**Selected extract:**
━━━━━━

The September 27 Washington Post had reported that, according to a US State Department survey, in Baghdad “nearly three-quarters of residents polled said they would feel safer if US and other foreign forces left Iraq, with 65% of those asked favouring an immediate pull-out”.
The Post’s report added that interviews with “Baghdad residents in recent weeks suggest one central cause for Iraqi distrust of the Americans: They believe the US government has deliberately thrown the country into chaos … to create an excuse to keep its forces here.”
This was confirmed by the PIPA survey, conducted on September 1-4. It found that an “overwhelming majority” of Iraqis “believe that the US military presence in Iraq is provoking more conflict than it is preventing”. This view was held by 78% of Iraqis — by 82% of Shiites and a near-unanimous 97% of Sunnis.
The PIPA poll also found that 61% of Iraqis approved of insurgent attacks on US forces — up from 47% in January. Support for attacks on US forces among Shiites had risen from 41% in January to 62% in September. Support for such attacks among Sunnis was 92%, up from 88% in January.
Bush’s plan to deploy an extra 20,000 US combat troops runs counter to the public comments made by General John Abizaid, the Pentagon’s top Middle East commander, in testimony given on November 15 before the US Senate armed services committee. Abizaid said the US Army and Marine Corps simply do not have enough troops to sustain a larger force in Iraq for very long. “We can put in 20,000 more Americans tomorrow and achieve a temporary effect. But when you look at the overall American force pool that’s available out there, the ability to sustain that commitment is simply not something that we have right now with the size of the Army and the Marine Corps”, he told the committee.

━━━━━━

**Dataset extract:**
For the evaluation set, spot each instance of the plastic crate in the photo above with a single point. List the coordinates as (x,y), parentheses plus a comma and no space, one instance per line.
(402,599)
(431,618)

━━━━━━

**Exercise directions:**
These questions concern the passage on Iraqi polling and US troop levels:
(a) On what dates was the PIPA survey conducted?
(b) In September, what percentage of Sunnis approved of insurgent attacks on US forces?
(c) Before which committee did General John Abizaid testify on November 15?

**Answer to the exercise:**
(a) September 1-4
(b) 92%
(c) The US Senate armed services committee